» **DOCUMENT TEXT**
Go read Matt Webb's post on the Berg blog that recounts a recent talk he gave on the Robot-Readable World. As Matt points out, QR codes feel crude and obvious, and over time we'll find ways to embed information that is not only designed for devices, but is built to entice them to use it...

Timo and Jack call this “Antiflage” – a made-up word for something we’re just starting to play with.

It is the opposite of camouflage – the markings and shapes that attract and beguile robot eyes that see differently to us – just as Dawkins describes the strategies that flowers and plants have built up over evolutionary time to attract and beguile bees, hummingbirds – and exist in a layer of reality complimentary to that which we humans sense and are beguiled by.

And I guess that’s the recurring theme here – that these layers might not be hidden from us just by dint of their encoding, but by the fact that we don’t have the senses to detect them without technological-enhancement.

» **ASSIGNMENT**
List every person mentioned by name in the passage above on the Robot-Readable World.

» **Extracted records**
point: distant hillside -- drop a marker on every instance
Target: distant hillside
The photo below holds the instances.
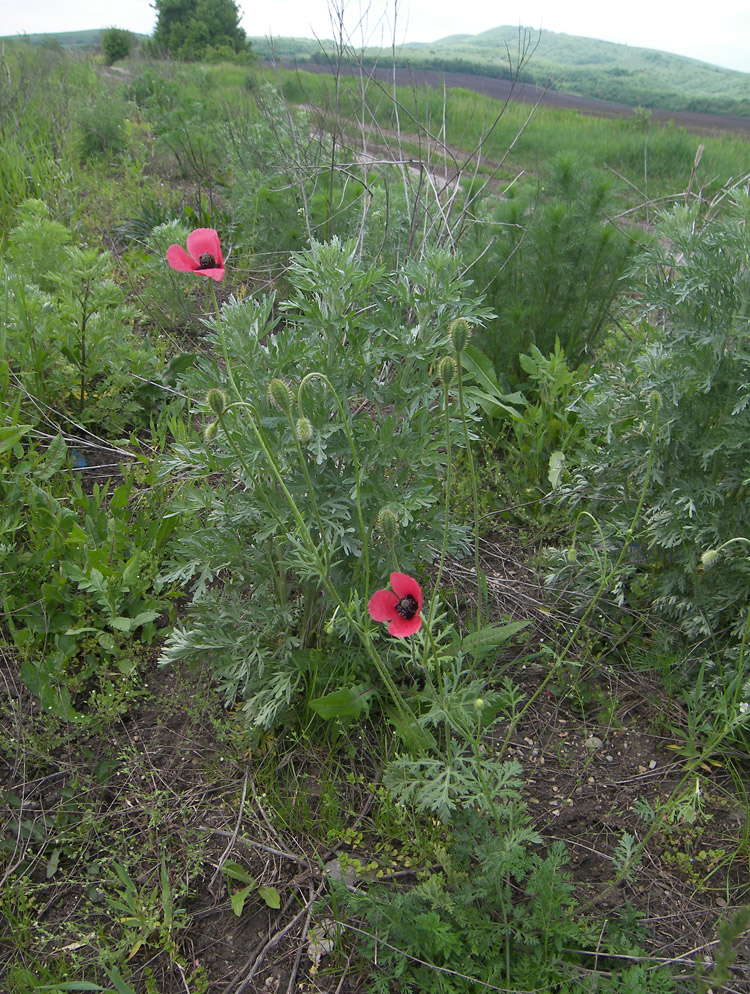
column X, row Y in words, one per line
column 80, row 40
column 594, row 69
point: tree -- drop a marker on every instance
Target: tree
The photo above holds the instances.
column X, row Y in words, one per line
column 116, row 44
column 191, row 29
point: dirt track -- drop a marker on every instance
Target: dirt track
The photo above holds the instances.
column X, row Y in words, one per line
column 501, row 89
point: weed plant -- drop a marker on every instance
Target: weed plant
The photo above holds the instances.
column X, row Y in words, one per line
column 321, row 437
column 669, row 404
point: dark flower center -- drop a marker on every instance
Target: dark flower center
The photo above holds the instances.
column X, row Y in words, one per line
column 407, row 607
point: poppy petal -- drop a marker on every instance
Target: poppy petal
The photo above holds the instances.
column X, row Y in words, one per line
column 179, row 259
column 401, row 628
column 382, row 606
column 205, row 241
column 215, row 274
column 406, row 586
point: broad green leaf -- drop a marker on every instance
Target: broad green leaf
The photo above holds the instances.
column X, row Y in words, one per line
column 54, row 458
column 491, row 637
column 556, row 466
column 271, row 896
column 54, row 862
column 239, row 898
column 10, row 434
column 122, row 624
column 236, row 872
column 349, row 702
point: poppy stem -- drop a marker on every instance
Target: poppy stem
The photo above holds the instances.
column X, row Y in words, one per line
column 222, row 341
column 475, row 494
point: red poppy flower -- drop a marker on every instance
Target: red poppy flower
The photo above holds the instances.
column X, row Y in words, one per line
column 400, row 606
column 203, row 255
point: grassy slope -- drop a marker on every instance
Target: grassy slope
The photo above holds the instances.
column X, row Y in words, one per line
column 585, row 66
column 69, row 39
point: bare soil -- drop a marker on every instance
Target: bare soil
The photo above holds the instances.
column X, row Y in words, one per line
column 501, row 89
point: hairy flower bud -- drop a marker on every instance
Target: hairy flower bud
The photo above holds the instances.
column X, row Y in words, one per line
column 710, row 558
column 460, row 332
column 446, row 370
column 280, row 394
column 387, row 524
column 304, row 430
column 217, row 401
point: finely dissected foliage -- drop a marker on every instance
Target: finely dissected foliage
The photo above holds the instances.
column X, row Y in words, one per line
column 323, row 428
column 555, row 266
column 669, row 409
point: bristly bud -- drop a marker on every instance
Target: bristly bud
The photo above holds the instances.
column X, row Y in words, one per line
column 304, row 430
column 460, row 332
column 217, row 401
column 710, row 558
column 387, row 524
column 446, row 370
column 280, row 394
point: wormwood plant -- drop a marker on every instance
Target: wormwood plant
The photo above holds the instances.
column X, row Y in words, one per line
column 284, row 546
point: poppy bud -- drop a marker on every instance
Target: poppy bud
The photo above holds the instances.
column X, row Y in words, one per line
column 304, row 430
column 460, row 332
column 446, row 370
column 280, row 394
column 387, row 524
column 710, row 558
column 217, row 401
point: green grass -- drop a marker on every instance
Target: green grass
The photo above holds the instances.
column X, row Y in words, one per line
column 584, row 66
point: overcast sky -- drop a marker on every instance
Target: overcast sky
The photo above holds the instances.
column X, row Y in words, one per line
column 718, row 32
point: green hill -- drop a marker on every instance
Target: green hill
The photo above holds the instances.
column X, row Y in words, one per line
column 80, row 40
column 585, row 66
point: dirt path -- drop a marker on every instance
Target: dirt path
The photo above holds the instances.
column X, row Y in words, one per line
column 501, row 89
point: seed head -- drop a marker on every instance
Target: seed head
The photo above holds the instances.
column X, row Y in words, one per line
column 446, row 370
column 460, row 332
column 217, row 401
column 387, row 524
column 280, row 394
column 304, row 430
column 710, row 558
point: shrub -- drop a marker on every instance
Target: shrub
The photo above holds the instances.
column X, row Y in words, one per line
column 116, row 44
column 668, row 417
column 555, row 268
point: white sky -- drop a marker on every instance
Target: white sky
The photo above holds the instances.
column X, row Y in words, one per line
column 718, row 33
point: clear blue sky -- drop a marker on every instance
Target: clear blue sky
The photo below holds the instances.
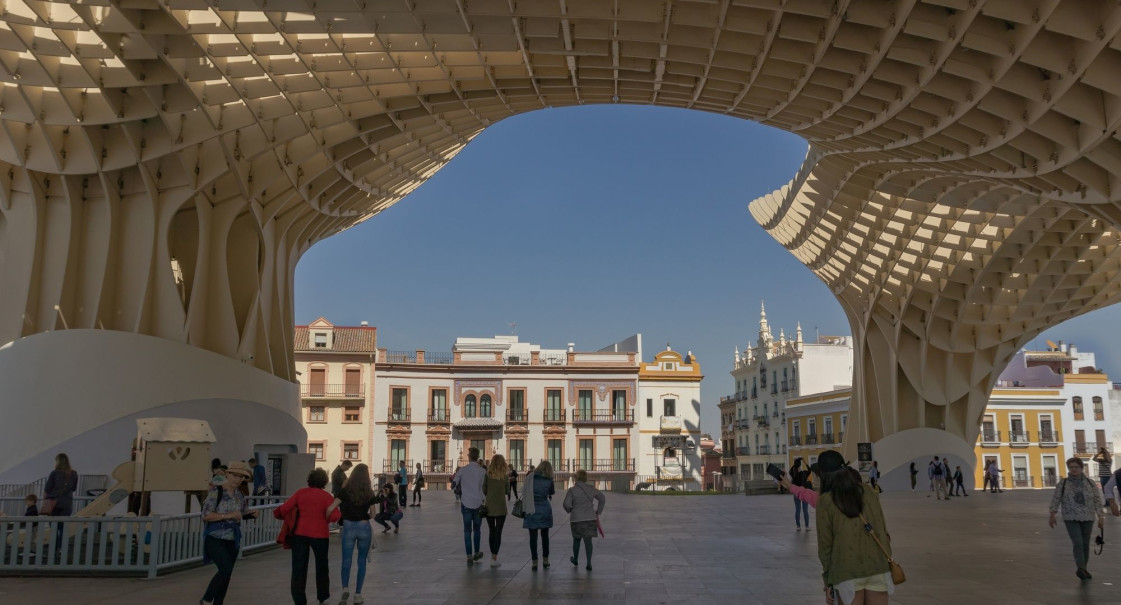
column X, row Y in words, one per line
column 590, row 224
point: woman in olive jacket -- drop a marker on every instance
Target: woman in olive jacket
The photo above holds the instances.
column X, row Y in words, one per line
column 853, row 566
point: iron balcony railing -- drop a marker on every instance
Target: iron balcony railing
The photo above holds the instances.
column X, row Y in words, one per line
column 621, row 465
column 399, row 415
column 439, row 416
column 602, row 417
column 554, row 416
column 332, row 391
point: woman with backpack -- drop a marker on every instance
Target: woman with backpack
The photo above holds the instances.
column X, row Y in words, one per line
column 390, row 509
column 224, row 508
column 852, row 537
column 798, row 478
column 1081, row 502
column 355, row 499
column 496, row 485
column 583, row 515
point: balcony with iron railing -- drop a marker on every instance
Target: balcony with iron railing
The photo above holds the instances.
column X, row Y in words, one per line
column 399, row 415
column 1082, row 448
column 621, row 465
column 614, row 417
column 554, row 417
column 332, row 391
column 439, row 416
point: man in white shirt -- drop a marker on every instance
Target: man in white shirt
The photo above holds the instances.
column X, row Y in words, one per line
column 471, row 478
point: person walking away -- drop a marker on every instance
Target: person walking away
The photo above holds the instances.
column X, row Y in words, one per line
column 339, row 477
column 938, row 477
column 58, row 495
column 513, row 483
column 583, row 515
column 994, row 477
column 873, row 476
column 960, row 483
column 417, row 484
column 1081, row 502
column 1104, row 468
column 311, row 534
column 853, row 567
column 260, row 478
column 354, row 502
column 497, row 484
column 402, row 481
column 536, row 495
column 224, row 508
column 798, row 476
column 389, row 511
column 471, row 477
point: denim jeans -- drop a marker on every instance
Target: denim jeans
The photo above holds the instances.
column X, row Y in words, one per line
column 300, row 546
column 224, row 555
column 472, row 527
column 355, row 533
column 804, row 509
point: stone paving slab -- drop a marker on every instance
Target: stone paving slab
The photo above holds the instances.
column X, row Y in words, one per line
column 989, row 548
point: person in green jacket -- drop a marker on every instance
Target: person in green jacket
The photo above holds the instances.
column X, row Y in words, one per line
column 853, row 567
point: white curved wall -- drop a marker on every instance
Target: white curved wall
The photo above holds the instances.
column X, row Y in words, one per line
column 80, row 391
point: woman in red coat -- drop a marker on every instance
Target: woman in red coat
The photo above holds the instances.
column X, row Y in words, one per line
column 312, row 532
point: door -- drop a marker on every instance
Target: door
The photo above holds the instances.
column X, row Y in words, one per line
column 353, row 382
column 318, row 382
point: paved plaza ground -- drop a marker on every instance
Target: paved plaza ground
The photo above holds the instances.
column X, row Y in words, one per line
column 989, row 548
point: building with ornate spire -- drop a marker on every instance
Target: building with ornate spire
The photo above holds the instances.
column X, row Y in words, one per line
column 768, row 374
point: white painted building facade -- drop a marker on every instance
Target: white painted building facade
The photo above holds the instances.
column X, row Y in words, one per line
column 766, row 377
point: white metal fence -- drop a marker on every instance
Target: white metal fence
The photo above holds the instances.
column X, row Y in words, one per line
column 117, row 545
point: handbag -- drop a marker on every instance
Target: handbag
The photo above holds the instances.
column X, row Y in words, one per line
column 897, row 570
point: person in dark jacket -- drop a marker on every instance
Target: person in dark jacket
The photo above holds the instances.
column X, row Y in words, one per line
column 538, row 519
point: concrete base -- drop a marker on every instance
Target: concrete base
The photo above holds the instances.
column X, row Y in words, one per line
column 80, row 391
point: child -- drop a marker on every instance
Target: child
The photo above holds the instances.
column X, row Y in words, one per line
column 33, row 509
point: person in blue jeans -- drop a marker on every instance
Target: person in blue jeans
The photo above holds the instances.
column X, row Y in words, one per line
column 471, row 478
column 798, row 476
column 354, row 501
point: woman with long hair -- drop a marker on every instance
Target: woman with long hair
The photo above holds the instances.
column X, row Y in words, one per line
column 496, row 486
column 854, row 568
column 1081, row 502
column 311, row 534
column 538, row 519
column 354, row 500
column 583, row 515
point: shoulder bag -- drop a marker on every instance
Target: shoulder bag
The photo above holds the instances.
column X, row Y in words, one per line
column 897, row 570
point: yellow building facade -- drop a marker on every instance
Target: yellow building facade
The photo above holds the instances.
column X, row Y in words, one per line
column 1021, row 430
column 815, row 424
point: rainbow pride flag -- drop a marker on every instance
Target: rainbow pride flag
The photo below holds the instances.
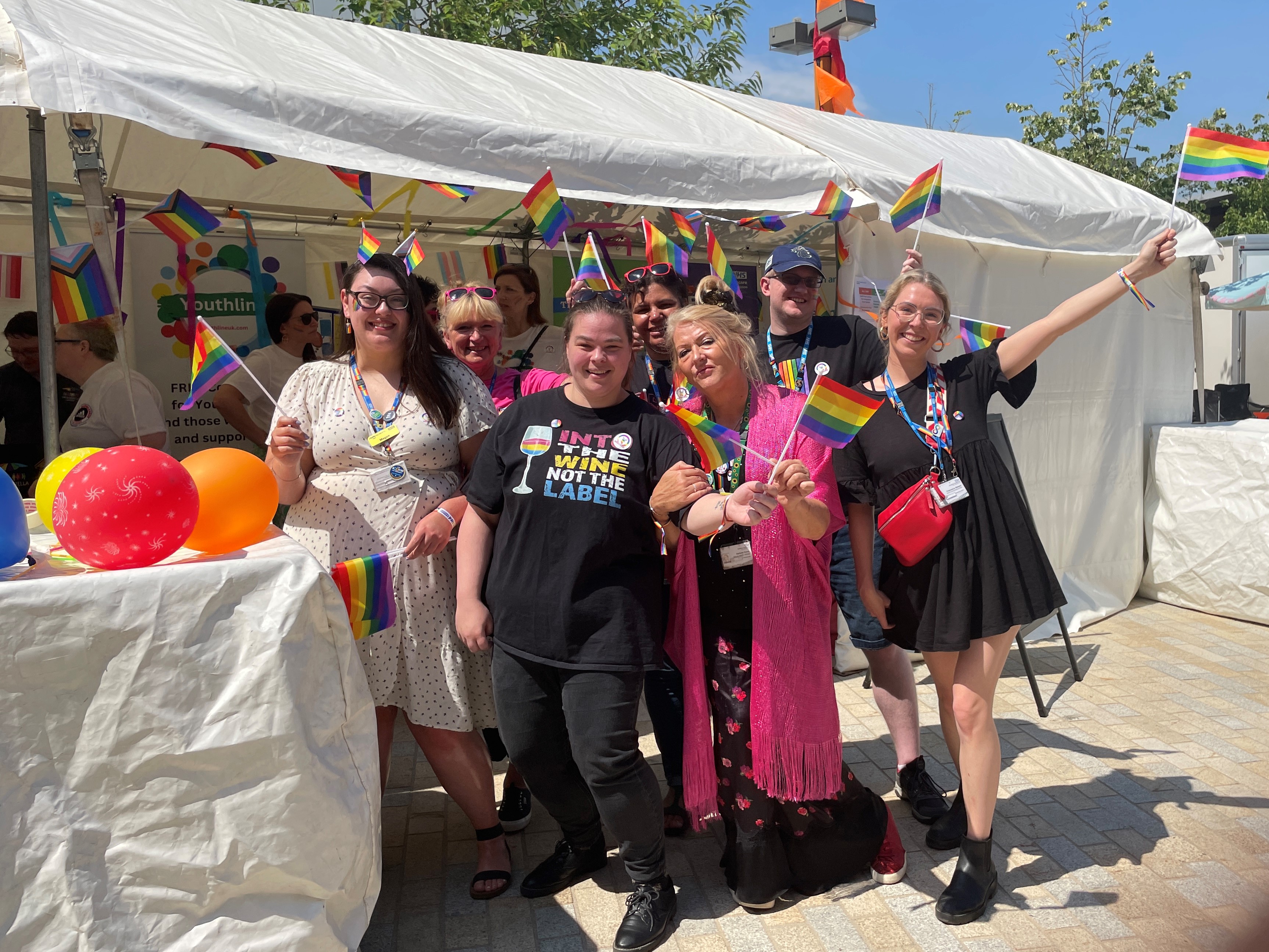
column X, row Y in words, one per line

» **ANSWER FOR THIS EXERCISE**
Matt Webb, Timo, Jack, Dawkins